### RECORDED DATA ###

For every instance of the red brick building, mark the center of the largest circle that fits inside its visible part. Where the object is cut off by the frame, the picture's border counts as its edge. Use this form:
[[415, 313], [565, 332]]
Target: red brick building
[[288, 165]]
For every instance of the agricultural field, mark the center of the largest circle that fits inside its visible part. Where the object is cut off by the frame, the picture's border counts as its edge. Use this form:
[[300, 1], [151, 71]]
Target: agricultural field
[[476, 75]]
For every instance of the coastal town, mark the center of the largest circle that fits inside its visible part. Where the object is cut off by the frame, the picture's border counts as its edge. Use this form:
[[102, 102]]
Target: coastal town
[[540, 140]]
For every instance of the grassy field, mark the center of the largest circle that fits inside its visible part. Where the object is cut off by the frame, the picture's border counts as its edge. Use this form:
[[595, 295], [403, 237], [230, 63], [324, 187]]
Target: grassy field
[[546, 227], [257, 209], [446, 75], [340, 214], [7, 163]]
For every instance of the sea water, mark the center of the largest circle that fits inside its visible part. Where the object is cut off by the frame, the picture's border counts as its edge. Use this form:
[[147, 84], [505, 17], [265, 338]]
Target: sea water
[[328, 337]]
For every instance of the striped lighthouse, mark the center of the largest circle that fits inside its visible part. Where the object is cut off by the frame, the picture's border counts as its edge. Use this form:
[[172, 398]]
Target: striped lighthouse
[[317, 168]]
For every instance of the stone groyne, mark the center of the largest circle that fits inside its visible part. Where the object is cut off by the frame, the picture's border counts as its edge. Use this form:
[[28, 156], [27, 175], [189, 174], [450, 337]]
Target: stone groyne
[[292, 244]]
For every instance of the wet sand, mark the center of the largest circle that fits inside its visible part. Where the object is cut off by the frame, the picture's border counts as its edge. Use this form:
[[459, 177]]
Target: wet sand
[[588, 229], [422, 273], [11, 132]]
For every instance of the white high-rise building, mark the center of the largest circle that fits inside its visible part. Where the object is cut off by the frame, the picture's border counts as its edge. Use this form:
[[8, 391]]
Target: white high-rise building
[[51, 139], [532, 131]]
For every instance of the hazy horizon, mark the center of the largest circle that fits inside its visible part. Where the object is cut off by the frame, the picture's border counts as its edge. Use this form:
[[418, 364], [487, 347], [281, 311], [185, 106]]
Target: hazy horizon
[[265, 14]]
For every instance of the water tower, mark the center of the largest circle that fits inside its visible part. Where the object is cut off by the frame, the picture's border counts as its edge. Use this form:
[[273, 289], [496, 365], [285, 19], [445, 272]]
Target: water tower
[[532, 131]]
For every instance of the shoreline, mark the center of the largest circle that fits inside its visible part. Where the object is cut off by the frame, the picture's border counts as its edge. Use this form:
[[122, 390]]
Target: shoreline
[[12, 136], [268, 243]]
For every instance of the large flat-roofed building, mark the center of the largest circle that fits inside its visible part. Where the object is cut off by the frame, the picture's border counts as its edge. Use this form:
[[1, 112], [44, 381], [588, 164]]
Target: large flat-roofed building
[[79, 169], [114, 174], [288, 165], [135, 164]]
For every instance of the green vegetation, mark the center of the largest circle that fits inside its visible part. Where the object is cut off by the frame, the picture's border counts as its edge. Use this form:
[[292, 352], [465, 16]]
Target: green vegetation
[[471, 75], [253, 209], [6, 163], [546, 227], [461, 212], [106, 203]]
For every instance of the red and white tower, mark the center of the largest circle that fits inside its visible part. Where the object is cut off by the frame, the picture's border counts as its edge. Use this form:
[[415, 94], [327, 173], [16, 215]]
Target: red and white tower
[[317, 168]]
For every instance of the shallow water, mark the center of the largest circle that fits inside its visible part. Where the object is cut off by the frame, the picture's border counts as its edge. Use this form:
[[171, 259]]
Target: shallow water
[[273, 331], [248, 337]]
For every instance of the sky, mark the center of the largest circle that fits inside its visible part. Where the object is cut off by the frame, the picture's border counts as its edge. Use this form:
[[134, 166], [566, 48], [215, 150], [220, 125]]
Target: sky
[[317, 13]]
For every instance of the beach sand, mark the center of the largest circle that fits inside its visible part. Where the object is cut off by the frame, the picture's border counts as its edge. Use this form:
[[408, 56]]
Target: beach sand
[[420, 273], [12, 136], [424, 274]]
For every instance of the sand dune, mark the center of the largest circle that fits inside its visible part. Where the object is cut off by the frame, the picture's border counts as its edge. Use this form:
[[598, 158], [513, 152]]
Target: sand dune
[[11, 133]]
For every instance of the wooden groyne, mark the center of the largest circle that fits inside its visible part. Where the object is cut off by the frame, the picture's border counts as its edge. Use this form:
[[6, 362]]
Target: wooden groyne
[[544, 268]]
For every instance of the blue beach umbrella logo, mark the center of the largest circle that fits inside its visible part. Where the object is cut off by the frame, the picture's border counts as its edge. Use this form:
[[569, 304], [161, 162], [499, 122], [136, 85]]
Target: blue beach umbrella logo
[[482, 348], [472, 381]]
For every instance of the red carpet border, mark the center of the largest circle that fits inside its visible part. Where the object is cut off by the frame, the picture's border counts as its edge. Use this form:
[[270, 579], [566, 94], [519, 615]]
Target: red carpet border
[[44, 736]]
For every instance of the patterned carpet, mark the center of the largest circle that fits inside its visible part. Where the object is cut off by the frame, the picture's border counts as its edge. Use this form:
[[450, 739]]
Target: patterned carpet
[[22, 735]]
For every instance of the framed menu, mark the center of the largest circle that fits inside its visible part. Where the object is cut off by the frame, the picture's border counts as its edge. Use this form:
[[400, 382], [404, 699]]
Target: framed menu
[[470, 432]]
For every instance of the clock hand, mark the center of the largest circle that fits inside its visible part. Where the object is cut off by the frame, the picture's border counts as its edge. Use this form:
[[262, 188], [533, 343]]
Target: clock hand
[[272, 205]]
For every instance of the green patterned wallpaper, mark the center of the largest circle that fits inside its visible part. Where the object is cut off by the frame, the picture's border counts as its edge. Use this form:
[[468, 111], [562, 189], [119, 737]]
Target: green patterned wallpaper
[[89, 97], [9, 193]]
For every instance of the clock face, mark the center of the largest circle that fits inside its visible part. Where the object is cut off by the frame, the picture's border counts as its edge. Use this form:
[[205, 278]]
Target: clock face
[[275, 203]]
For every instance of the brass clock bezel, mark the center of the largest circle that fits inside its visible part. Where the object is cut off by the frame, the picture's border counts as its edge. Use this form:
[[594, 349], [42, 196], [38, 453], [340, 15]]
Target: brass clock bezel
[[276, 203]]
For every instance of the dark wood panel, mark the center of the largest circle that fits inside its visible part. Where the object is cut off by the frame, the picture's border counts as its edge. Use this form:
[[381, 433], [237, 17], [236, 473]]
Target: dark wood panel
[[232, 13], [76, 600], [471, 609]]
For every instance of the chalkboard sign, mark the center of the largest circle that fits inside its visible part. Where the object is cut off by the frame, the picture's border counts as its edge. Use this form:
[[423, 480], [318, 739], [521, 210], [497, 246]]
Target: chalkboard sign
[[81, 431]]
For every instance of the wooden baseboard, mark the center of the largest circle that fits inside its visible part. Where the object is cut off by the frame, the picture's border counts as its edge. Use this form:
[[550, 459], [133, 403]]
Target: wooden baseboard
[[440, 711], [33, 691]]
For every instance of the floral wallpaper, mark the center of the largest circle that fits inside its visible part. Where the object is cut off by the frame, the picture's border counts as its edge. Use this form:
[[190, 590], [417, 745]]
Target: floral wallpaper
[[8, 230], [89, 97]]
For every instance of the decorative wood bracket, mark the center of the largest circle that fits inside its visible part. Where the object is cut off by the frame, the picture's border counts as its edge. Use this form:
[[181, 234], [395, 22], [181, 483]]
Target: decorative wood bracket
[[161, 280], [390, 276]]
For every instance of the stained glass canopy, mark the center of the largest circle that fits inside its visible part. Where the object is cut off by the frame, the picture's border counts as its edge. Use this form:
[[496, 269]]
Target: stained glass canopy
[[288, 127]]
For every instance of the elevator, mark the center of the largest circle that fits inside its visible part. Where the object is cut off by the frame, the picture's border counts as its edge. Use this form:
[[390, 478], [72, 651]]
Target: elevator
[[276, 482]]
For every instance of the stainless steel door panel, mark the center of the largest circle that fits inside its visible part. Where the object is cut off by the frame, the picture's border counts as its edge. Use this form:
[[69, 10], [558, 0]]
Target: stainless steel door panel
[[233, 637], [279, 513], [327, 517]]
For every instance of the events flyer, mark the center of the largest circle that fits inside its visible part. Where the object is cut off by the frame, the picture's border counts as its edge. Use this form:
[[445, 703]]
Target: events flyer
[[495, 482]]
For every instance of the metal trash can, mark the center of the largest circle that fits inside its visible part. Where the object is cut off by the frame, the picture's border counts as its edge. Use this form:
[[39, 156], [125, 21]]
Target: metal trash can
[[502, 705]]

###

● **WHAT THE TASK ASKS**: Render the data above as a numbered list, starting with the line that contains "For every instance of the dark" and going on through the line that contains "[[81, 431]]", both included. Leave out any blank lines.

● **WRITTEN ANSWER**:
1. For every instance of the dark wood panel, mark the center of the largest circle that fits inside its visible part. Where the object is cut off by the frame, the picture's border counts as its edge. Use this form:
2. [[381, 433], [237, 17], [236, 473]]
3. Target: dark wood panel
4. [[232, 13], [76, 600], [471, 609]]
5. For every instance of the chalkboard sign, mark the center of the largest circle that fits inside its visible part. Where the object is cut off by the frame, the picture's border counts as its edge. Use this form:
6. [[423, 480], [318, 739], [521, 210], [497, 246]]
7. Target: chalkboard sign
8. [[81, 431]]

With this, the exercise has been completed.